**Brief**
Put the lines of the data below, from the line containing "The client would like the bounding box for the bronze" through the line containing "[99,54,102,71]" (both included), into a Markdown table with the columns Row and Line. Row holds a running row number, Line holds the line itself, and blank lines are left out.
[Given entries start]
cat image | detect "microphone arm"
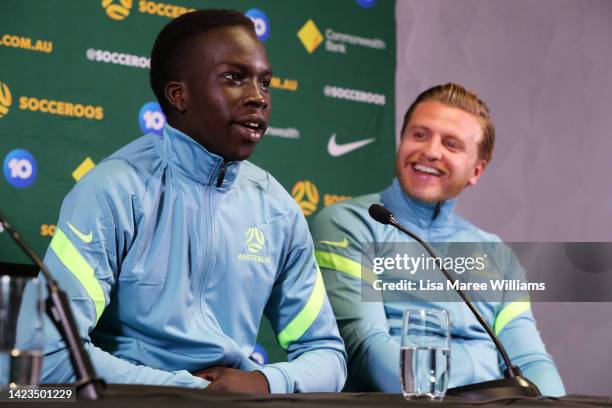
[Given entries end]
[Given entries start]
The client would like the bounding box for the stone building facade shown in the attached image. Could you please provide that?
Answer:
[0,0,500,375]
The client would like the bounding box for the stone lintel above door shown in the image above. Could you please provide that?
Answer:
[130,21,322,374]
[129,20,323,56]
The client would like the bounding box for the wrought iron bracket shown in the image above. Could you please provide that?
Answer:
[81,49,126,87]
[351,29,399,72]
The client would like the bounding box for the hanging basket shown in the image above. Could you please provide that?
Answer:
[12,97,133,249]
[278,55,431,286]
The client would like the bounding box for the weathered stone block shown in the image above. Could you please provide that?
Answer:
[Given entries end]
[Given entries start]
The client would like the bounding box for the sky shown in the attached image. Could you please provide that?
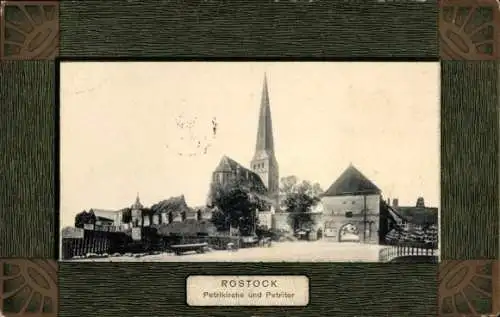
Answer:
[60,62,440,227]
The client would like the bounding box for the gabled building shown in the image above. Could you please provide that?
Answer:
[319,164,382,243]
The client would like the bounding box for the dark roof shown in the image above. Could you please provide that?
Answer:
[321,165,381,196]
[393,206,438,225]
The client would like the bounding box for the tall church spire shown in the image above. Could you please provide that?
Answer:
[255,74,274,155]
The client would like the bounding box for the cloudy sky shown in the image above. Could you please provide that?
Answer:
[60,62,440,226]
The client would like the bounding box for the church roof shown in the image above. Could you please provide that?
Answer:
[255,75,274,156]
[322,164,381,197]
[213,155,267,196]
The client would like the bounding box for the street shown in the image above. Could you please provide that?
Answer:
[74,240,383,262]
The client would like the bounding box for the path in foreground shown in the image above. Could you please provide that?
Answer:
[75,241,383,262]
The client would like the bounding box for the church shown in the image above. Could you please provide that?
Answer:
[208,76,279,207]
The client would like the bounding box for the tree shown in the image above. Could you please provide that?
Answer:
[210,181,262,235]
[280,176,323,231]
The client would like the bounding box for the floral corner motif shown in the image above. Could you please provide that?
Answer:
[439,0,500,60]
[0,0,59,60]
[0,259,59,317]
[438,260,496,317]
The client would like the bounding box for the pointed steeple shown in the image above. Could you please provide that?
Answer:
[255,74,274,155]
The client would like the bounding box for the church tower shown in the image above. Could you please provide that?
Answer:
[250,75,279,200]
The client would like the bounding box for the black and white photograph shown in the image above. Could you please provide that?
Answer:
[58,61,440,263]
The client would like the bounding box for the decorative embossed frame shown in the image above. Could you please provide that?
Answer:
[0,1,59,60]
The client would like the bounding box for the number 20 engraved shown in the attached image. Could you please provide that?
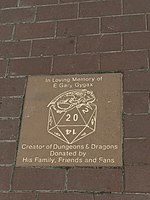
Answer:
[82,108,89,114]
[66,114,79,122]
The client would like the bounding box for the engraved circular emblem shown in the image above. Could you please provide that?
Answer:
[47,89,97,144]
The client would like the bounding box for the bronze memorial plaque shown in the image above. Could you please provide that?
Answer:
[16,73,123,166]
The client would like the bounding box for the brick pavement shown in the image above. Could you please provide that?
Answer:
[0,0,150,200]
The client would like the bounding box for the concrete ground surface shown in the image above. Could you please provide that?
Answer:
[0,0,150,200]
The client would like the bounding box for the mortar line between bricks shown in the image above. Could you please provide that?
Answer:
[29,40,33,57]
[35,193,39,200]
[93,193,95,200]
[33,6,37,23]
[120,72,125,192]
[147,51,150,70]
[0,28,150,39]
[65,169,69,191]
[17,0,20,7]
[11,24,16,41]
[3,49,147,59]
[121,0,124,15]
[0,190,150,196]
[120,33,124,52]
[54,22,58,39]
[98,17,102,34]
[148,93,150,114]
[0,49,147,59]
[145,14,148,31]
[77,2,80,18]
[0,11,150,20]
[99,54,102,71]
[Given entries end]
**Final result**
| Row | Line |
|---|---|
| 1 | The client would like the bounding box for the bronze memorial plaque shown in the image above. Could you please provide that? |
| 2 | Answer: |
| 3 | [16,73,123,166] |
| 4 | The client would like the bounding box for the brick pavement shown in the image above. Could you please provide that? |
| 5 | Answer: |
| 6 | [0,0,150,200] |
| 7 | The client would like the bounding box for the concrete ground surface shown in the image above. Could you please provide that? |
| 8 | Answer: |
| 9 | [0,0,150,200] |
| 10 | The client would like the bounding box for the mortar line between bricks shown in the image above. Could you please provide that? |
| 11 | Answer: |
| 12 | [29,40,33,57] |
| 13 | [35,193,39,200] |
| 14 | [93,193,95,200] |
| 15 | [33,6,37,23] |
| 16 | [120,72,125,192] |
| 17 | [147,51,150,70] |
| 18 | [0,28,150,39] |
| 19 | [65,169,69,191] |
| 20 | [17,0,20,7] |
| 21 | [11,24,16,41] |
| 22 | [3,49,147,59] |
| 23 | [121,0,124,15] |
| 24 | [0,190,150,196] |
| 25 | [120,33,124,52] |
| 26 | [54,22,58,39] |
| 27 | [98,17,102,34] |
| 28 | [148,93,150,114] |
| 29 | [0,49,147,59] |
| 30 | [145,14,148,31] |
| 31 | [77,2,80,18] |
| 32 | [0,11,150,20] |
| 33 | [99,54,102,71] |